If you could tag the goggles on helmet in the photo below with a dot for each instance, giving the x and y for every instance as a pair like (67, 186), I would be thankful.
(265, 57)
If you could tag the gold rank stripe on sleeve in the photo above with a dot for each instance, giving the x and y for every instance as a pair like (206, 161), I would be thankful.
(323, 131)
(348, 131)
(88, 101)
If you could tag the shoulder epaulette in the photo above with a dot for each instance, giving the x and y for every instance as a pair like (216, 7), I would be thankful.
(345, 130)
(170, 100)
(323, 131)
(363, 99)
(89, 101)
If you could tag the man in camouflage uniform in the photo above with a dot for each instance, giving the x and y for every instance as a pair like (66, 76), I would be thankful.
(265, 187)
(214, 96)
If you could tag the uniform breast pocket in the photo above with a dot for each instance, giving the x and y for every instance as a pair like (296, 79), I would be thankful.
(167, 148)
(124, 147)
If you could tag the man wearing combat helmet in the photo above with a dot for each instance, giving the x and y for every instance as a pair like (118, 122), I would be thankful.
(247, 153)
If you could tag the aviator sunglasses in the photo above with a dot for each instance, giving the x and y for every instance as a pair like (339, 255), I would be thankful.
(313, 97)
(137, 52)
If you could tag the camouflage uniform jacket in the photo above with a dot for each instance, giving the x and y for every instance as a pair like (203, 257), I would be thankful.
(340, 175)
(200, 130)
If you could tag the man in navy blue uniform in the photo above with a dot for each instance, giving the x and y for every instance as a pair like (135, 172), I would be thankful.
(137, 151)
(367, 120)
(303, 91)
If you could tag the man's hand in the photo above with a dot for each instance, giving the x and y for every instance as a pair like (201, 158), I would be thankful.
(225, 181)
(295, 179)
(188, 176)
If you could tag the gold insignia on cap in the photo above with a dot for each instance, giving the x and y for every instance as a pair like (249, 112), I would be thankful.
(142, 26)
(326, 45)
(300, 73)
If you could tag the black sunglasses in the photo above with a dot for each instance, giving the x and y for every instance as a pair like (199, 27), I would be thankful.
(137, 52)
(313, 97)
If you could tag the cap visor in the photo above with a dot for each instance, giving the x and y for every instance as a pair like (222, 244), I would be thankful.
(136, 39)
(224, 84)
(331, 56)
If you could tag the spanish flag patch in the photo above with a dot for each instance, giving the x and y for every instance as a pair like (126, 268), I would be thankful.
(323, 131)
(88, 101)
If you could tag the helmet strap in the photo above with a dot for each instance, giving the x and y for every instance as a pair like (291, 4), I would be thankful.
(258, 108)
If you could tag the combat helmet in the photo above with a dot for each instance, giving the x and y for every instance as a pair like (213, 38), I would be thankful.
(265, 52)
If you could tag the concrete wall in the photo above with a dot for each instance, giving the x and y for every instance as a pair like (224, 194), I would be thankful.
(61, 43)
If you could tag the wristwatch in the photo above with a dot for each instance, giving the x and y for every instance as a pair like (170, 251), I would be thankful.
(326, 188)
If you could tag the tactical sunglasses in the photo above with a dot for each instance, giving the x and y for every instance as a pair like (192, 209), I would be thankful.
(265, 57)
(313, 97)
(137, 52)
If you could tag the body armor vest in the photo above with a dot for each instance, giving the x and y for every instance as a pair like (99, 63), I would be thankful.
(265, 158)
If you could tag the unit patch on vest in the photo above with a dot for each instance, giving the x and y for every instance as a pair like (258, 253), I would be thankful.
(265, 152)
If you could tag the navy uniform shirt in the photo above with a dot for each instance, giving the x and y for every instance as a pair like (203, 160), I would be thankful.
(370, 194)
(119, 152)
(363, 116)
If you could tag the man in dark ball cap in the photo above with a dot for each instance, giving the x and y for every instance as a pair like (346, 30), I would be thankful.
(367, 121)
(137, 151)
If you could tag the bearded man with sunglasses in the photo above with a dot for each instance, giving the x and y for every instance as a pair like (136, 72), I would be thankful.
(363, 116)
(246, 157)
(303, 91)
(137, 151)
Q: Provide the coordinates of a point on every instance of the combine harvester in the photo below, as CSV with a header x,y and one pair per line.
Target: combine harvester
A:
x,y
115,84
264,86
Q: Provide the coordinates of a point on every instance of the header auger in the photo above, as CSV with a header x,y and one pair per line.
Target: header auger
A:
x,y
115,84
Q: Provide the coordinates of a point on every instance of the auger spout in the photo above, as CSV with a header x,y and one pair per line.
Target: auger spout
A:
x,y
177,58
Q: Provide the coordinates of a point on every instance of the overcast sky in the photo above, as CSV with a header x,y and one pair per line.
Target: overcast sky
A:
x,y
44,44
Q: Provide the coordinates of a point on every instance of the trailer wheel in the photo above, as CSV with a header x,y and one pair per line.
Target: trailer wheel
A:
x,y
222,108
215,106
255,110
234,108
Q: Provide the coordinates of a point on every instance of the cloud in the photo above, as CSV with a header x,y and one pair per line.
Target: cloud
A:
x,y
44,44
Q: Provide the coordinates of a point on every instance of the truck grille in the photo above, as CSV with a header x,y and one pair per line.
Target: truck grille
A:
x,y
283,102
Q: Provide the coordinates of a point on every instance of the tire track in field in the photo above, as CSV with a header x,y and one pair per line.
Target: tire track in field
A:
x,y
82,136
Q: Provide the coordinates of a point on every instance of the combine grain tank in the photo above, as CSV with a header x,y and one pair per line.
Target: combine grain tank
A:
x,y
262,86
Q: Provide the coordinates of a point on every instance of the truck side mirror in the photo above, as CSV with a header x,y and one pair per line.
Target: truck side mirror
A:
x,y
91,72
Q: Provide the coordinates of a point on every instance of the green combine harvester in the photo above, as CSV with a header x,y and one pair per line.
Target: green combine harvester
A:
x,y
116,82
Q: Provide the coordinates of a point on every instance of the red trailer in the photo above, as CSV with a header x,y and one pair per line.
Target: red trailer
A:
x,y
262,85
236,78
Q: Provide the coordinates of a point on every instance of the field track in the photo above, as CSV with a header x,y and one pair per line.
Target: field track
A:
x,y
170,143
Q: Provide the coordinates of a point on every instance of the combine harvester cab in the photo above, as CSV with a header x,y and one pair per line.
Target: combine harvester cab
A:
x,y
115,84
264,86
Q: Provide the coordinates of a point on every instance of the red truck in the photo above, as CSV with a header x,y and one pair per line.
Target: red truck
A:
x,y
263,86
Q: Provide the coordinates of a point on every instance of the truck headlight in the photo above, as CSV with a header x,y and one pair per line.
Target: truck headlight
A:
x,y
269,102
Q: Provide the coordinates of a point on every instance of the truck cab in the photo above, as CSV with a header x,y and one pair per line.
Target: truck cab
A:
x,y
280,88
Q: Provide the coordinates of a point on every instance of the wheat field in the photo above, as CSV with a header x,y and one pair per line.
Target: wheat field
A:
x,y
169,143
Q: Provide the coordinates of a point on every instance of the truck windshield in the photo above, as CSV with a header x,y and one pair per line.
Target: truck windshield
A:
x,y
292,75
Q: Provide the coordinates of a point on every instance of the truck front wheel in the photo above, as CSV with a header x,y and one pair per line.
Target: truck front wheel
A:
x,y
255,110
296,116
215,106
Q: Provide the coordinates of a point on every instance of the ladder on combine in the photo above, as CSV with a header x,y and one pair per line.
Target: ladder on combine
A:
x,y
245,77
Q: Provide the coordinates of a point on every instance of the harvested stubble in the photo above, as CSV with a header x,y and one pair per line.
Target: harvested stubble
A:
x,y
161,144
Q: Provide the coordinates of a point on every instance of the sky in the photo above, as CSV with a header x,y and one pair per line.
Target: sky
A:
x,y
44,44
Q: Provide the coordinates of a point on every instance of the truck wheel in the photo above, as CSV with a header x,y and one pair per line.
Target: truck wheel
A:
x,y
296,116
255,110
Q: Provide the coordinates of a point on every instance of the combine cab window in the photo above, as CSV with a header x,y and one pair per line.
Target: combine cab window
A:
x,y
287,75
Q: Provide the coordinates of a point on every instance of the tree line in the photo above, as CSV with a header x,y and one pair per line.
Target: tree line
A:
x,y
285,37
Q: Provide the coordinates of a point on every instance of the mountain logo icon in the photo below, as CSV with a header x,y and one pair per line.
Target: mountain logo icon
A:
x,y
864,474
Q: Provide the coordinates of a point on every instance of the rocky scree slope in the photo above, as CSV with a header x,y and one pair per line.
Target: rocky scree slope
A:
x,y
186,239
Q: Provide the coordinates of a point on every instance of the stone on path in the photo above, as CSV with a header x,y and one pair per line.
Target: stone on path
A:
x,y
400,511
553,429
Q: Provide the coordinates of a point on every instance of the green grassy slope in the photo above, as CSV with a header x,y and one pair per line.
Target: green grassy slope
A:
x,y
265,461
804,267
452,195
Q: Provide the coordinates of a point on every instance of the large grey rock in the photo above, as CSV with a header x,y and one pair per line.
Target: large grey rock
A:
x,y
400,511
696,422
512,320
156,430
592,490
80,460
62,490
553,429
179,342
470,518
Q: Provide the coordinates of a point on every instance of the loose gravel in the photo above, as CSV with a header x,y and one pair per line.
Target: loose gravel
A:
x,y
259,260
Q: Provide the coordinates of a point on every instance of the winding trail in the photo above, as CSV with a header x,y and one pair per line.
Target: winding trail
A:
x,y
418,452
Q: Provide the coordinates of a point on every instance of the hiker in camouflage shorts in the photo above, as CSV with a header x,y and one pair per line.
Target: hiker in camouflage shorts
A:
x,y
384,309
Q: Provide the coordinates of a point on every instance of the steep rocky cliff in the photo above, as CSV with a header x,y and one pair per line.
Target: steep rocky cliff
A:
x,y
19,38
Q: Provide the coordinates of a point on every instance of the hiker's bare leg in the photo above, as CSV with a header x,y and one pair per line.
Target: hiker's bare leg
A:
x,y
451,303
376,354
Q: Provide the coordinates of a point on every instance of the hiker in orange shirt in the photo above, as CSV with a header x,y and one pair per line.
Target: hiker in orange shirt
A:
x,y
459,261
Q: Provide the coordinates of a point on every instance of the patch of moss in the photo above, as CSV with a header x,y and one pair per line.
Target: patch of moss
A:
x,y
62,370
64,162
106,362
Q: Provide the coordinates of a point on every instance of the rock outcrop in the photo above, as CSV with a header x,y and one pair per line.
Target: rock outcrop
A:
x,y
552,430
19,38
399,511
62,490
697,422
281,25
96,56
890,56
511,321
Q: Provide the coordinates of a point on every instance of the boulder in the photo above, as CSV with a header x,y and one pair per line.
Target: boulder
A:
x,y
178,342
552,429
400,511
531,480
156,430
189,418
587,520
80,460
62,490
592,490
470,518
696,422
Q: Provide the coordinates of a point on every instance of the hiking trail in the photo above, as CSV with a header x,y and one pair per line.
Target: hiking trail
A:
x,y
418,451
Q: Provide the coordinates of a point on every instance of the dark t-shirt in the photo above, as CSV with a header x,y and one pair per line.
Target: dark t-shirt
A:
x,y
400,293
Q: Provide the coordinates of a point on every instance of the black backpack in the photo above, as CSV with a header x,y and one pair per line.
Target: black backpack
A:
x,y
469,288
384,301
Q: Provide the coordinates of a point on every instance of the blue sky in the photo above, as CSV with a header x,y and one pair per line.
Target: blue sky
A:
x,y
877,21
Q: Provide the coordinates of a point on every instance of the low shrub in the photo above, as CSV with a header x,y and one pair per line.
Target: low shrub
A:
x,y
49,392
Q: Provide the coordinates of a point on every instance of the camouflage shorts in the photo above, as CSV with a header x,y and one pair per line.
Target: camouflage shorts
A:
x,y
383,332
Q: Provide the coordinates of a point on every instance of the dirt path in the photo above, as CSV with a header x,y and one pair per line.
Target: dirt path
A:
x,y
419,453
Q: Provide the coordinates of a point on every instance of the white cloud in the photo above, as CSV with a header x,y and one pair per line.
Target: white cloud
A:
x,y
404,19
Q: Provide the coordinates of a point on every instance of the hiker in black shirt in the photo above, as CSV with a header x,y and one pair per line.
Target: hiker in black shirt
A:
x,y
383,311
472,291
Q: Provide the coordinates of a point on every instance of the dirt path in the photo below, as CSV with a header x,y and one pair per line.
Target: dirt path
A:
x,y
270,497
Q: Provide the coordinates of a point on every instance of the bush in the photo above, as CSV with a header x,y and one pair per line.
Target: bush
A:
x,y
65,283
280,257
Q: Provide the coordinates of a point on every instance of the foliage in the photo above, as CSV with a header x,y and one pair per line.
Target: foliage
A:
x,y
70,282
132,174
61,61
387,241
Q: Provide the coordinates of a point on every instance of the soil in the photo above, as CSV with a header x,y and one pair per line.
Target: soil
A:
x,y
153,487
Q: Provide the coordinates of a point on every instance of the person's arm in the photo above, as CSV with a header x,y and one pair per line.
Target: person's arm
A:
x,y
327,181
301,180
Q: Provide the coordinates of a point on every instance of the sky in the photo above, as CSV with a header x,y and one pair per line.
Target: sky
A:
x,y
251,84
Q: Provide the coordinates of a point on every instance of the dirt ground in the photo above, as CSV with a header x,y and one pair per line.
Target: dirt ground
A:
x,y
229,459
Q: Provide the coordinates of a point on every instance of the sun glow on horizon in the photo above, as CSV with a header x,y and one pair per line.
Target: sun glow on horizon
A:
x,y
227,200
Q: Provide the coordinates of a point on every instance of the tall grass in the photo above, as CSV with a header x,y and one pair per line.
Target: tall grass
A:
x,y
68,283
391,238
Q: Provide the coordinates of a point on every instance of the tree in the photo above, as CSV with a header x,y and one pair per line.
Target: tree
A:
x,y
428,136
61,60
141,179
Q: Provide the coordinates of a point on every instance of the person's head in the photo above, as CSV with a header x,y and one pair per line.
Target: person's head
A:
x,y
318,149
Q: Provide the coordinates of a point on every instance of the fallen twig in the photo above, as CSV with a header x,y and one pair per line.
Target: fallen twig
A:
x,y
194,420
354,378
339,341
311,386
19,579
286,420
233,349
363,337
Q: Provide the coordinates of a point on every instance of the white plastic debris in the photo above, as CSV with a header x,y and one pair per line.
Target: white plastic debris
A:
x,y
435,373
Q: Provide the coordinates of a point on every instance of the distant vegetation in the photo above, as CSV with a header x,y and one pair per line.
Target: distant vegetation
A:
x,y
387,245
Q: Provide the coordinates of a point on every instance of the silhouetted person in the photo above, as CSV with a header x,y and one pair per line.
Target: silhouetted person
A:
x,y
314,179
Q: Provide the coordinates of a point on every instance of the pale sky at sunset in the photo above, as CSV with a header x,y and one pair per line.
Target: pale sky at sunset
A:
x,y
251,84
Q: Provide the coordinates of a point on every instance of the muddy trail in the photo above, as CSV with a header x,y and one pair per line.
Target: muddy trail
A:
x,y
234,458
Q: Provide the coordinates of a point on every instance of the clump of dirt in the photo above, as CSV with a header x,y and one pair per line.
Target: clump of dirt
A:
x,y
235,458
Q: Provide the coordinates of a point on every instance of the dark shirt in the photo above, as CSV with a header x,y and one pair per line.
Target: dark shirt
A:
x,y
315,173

_Work item_: Copy each line from the entries above that has the word "foliage" in it.

_Output of the task_:
Q: Provide the coordinates of a point on every instance of the foliage in the photo above, as CSV with a header x,y and one pair per line.
Target: foliage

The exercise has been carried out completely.